Exercise inputs:
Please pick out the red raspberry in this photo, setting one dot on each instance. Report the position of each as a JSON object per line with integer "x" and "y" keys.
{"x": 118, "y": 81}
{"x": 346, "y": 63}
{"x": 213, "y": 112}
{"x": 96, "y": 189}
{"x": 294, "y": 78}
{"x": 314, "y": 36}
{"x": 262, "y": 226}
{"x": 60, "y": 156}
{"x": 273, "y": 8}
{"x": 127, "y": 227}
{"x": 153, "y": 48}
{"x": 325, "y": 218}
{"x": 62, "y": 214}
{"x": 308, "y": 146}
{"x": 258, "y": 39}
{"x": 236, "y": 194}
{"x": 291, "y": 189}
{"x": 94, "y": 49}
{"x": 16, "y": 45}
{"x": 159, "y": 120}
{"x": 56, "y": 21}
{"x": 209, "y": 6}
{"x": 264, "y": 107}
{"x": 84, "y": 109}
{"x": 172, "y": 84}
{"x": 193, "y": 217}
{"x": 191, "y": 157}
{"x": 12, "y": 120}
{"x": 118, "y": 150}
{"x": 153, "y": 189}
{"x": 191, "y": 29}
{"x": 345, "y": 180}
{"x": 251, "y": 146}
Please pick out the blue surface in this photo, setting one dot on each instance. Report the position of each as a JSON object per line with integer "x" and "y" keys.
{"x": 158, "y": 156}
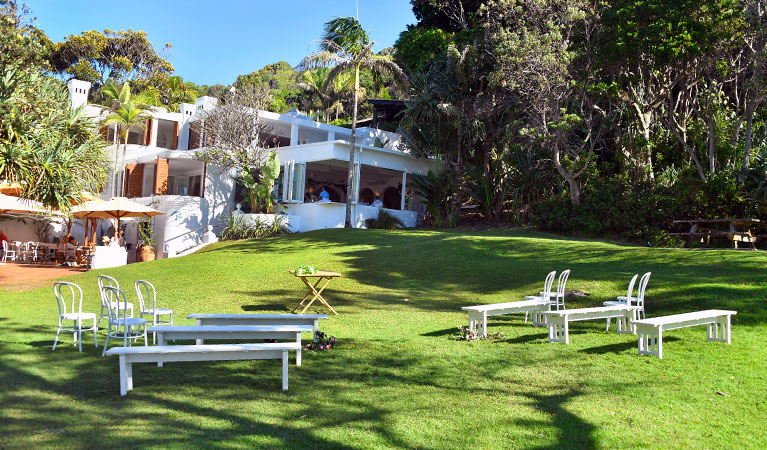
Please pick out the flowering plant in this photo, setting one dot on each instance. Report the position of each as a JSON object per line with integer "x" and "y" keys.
{"x": 324, "y": 342}
{"x": 467, "y": 334}
{"x": 306, "y": 270}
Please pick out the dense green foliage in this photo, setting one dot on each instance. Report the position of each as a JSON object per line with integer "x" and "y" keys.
{"x": 51, "y": 149}
{"x": 397, "y": 378}
{"x": 648, "y": 104}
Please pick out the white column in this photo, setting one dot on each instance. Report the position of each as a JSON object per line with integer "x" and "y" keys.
{"x": 404, "y": 186}
{"x": 293, "y": 134}
{"x": 155, "y": 127}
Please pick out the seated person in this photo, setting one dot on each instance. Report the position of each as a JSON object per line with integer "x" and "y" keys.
{"x": 71, "y": 249}
{"x": 324, "y": 195}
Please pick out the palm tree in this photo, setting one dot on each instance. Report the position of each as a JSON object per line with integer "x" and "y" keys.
{"x": 346, "y": 46}
{"x": 313, "y": 82}
{"x": 126, "y": 112}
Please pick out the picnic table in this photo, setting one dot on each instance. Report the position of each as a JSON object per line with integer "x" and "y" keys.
{"x": 704, "y": 230}
{"x": 316, "y": 294}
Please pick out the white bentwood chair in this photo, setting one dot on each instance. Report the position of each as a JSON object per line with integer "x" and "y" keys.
{"x": 147, "y": 300}
{"x": 628, "y": 299}
{"x": 77, "y": 316}
{"x": 104, "y": 282}
{"x": 126, "y": 328}
{"x": 546, "y": 293}
{"x": 7, "y": 253}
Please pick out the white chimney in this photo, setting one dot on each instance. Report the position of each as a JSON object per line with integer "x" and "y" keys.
{"x": 187, "y": 111}
{"x": 78, "y": 92}
{"x": 205, "y": 103}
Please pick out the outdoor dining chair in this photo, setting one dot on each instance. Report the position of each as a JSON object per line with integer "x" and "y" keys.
{"x": 104, "y": 282}
{"x": 147, "y": 300}
{"x": 65, "y": 293}
{"x": 8, "y": 253}
{"x": 546, "y": 293}
{"x": 561, "y": 284}
{"x": 120, "y": 325}
{"x": 629, "y": 299}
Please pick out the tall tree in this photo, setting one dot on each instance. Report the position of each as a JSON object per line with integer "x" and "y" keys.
{"x": 51, "y": 149}
{"x": 121, "y": 56}
{"x": 346, "y": 46}
{"x": 125, "y": 113}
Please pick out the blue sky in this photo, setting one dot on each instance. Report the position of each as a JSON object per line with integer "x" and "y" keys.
{"x": 214, "y": 41}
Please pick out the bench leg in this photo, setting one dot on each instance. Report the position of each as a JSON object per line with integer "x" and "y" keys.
{"x": 129, "y": 373}
{"x": 123, "y": 376}
{"x": 720, "y": 330}
{"x": 298, "y": 353}
{"x": 558, "y": 330}
{"x": 162, "y": 342}
{"x": 650, "y": 341}
{"x": 285, "y": 370}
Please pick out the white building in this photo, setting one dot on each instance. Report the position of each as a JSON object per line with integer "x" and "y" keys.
{"x": 162, "y": 171}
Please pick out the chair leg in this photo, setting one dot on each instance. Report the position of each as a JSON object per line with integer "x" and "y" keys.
{"x": 55, "y": 341}
{"x": 106, "y": 344}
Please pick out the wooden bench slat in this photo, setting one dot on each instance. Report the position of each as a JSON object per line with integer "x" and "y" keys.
{"x": 166, "y": 349}
{"x": 256, "y": 316}
{"x": 229, "y": 328}
{"x": 684, "y": 317}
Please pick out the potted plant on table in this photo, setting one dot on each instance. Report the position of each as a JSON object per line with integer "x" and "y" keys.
{"x": 146, "y": 246}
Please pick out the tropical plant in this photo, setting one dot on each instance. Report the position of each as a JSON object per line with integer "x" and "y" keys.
{"x": 237, "y": 226}
{"x": 126, "y": 113}
{"x": 48, "y": 147}
{"x": 346, "y": 46}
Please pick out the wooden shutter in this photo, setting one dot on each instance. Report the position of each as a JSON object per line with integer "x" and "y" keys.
{"x": 135, "y": 185}
{"x": 161, "y": 176}
{"x": 175, "y": 136}
{"x": 148, "y": 132}
{"x": 202, "y": 183}
{"x": 129, "y": 168}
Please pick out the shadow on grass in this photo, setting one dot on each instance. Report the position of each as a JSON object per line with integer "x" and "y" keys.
{"x": 190, "y": 404}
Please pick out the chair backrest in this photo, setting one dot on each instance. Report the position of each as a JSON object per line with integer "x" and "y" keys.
{"x": 115, "y": 295}
{"x": 547, "y": 285}
{"x": 561, "y": 283}
{"x": 145, "y": 291}
{"x": 106, "y": 281}
{"x": 641, "y": 289}
{"x": 630, "y": 293}
{"x": 65, "y": 292}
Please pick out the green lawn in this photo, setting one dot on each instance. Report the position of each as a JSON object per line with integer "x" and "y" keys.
{"x": 397, "y": 379}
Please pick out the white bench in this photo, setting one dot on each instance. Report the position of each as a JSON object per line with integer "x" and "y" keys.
{"x": 167, "y": 333}
{"x": 559, "y": 329}
{"x": 176, "y": 353}
{"x": 260, "y": 319}
{"x": 478, "y": 314}
{"x": 650, "y": 331}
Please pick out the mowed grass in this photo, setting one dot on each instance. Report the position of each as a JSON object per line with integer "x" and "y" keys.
{"x": 397, "y": 379}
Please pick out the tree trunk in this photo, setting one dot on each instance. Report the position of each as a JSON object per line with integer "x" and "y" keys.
{"x": 350, "y": 177}
{"x": 459, "y": 173}
{"x": 747, "y": 144}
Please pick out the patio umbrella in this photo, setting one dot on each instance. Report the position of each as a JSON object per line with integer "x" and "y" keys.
{"x": 116, "y": 208}
{"x": 10, "y": 204}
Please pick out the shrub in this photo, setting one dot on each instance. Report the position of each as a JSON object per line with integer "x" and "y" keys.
{"x": 236, "y": 227}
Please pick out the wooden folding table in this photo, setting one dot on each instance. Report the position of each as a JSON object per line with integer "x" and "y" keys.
{"x": 315, "y": 293}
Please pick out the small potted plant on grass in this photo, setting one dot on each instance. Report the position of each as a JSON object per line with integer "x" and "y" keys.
{"x": 146, "y": 246}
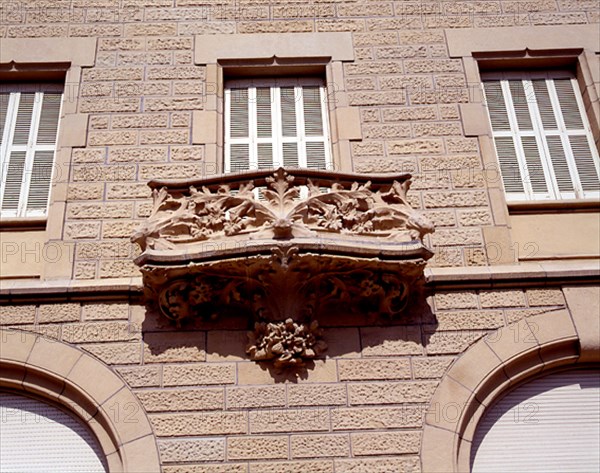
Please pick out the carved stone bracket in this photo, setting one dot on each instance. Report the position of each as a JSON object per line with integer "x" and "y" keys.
{"x": 285, "y": 247}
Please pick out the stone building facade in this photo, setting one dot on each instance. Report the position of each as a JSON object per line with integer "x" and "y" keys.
{"x": 511, "y": 292}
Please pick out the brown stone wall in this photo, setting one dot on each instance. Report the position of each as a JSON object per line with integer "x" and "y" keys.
{"x": 360, "y": 408}
{"x": 144, "y": 87}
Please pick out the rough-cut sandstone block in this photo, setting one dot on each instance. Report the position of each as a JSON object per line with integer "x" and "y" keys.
{"x": 545, "y": 297}
{"x": 502, "y": 298}
{"x": 169, "y": 43}
{"x": 390, "y": 393}
{"x": 455, "y": 199}
{"x": 137, "y": 154}
{"x": 430, "y": 367}
{"x": 207, "y": 468}
{"x": 173, "y": 347}
{"x": 119, "y": 229}
{"x": 58, "y": 313}
{"x": 173, "y": 400}
{"x": 85, "y": 191}
{"x": 205, "y": 423}
{"x": 471, "y": 320}
{"x": 101, "y": 332}
{"x": 257, "y": 448}
{"x": 320, "y": 446}
{"x": 375, "y": 39}
{"x": 451, "y": 342}
{"x": 84, "y": 270}
{"x": 151, "y": 29}
{"x": 391, "y": 341}
{"x": 247, "y": 397}
{"x": 405, "y": 464}
{"x": 113, "y": 73}
{"x": 82, "y": 230}
{"x": 317, "y": 395}
{"x": 377, "y": 418}
{"x": 184, "y": 450}
{"x": 291, "y": 420}
{"x": 275, "y": 27}
{"x": 351, "y": 370}
{"x": 476, "y": 218}
{"x": 321, "y": 466}
{"x": 421, "y": 146}
{"x": 409, "y": 113}
{"x": 21, "y": 314}
{"x": 116, "y": 353}
{"x": 199, "y": 374}
{"x": 118, "y": 269}
{"x": 141, "y": 376}
{"x": 456, "y": 300}
{"x": 388, "y": 443}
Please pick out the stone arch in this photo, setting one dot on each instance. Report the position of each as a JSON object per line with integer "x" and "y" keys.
{"x": 65, "y": 375}
{"x": 498, "y": 362}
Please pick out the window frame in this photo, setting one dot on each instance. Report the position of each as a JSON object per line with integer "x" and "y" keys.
{"x": 7, "y": 147}
{"x": 277, "y": 138}
{"x": 540, "y": 134}
{"x": 228, "y": 56}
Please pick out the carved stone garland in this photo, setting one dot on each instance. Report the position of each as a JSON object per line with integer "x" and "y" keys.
{"x": 284, "y": 258}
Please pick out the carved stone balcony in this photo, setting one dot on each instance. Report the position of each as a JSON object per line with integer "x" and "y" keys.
{"x": 284, "y": 246}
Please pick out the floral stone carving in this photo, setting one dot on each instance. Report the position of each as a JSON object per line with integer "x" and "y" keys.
{"x": 285, "y": 247}
{"x": 288, "y": 343}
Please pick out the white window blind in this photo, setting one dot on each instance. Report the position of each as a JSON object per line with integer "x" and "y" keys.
{"x": 28, "y": 130}
{"x": 273, "y": 123}
{"x": 542, "y": 137}
{"x": 36, "y": 437}
{"x": 550, "y": 424}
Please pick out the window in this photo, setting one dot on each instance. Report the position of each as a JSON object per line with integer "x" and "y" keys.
{"x": 38, "y": 437}
{"x": 549, "y": 424}
{"x": 542, "y": 136}
{"x": 28, "y": 129}
{"x": 273, "y": 123}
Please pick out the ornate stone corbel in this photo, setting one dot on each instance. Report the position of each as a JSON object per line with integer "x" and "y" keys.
{"x": 284, "y": 247}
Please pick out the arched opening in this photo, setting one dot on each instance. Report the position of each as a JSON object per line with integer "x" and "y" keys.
{"x": 82, "y": 386}
{"x": 40, "y": 437}
{"x": 548, "y": 424}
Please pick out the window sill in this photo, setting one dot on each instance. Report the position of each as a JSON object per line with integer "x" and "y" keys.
{"x": 22, "y": 223}
{"x": 553, "y": 206}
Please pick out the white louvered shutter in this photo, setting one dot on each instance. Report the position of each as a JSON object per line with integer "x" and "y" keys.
{"x": 29, "y": 123}
{"x": 542, "y": 137}
{"x": 551, "y": 424}
{"x": 273, "y": 123}
{"x": 36, "y": 437}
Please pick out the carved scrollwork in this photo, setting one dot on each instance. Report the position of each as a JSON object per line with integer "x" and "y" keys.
{"x": 213, "y": 213}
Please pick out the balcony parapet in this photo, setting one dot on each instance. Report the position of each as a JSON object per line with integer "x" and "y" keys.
{"x": 285, "y": 246}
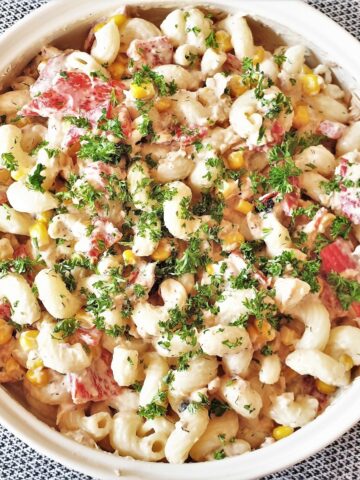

Exercise details: Give only the number of lines in the data above that contain the string "potted", treating uppercase and lowercase letters as different.

Reply to the task: 2